(Entries from a point annotation set)
========================================
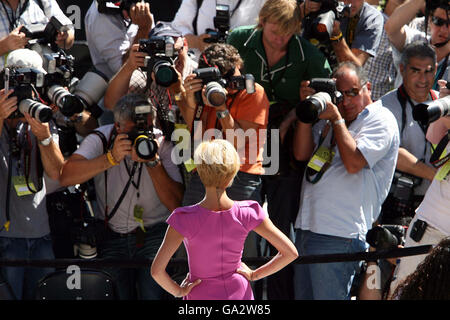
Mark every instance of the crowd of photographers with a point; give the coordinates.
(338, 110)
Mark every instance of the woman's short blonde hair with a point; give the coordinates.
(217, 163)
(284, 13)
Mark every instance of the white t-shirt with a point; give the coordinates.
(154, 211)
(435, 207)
========================================
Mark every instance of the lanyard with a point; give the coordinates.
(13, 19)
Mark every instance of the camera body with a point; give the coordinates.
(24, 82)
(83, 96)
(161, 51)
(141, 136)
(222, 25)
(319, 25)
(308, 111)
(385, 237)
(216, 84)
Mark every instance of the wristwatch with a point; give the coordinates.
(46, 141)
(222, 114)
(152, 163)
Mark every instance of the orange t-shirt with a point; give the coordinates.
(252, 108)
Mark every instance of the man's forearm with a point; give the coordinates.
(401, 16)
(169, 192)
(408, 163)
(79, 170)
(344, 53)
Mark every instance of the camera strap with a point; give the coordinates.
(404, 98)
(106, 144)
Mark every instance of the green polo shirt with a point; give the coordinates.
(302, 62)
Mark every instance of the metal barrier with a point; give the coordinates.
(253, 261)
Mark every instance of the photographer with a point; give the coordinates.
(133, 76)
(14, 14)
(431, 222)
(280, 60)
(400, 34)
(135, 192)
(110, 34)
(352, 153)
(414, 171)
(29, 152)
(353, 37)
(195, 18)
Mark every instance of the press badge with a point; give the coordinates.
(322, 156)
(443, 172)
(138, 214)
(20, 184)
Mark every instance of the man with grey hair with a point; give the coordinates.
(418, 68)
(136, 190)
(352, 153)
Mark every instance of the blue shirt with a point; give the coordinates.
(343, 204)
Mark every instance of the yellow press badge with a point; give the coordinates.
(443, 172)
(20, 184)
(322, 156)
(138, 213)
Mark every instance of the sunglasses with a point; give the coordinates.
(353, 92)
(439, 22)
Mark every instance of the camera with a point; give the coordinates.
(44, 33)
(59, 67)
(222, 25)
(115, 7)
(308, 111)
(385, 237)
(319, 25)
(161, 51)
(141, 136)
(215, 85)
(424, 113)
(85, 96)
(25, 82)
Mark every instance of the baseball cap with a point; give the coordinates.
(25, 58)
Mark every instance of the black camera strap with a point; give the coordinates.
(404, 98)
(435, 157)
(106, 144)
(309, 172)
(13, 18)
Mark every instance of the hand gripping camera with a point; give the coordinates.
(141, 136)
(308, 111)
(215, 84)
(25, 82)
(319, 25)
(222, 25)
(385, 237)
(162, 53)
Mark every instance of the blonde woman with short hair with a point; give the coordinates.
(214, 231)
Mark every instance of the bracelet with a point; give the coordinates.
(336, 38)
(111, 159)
========================================
Instructions to follow:
Collect every line of the data above that contains the word "shirt". Only matches with the same capitalization count.

Exercise output:
Mark every instance of the white t-shirt with a point; give the coordinates.
Mark every instance of the orange t-shirt with a point; give the coordinates.
Mark every instance of the green polo shirt with a point; give the coordinates.
Mark every instance of the blue shirt with a point; give the coordinates.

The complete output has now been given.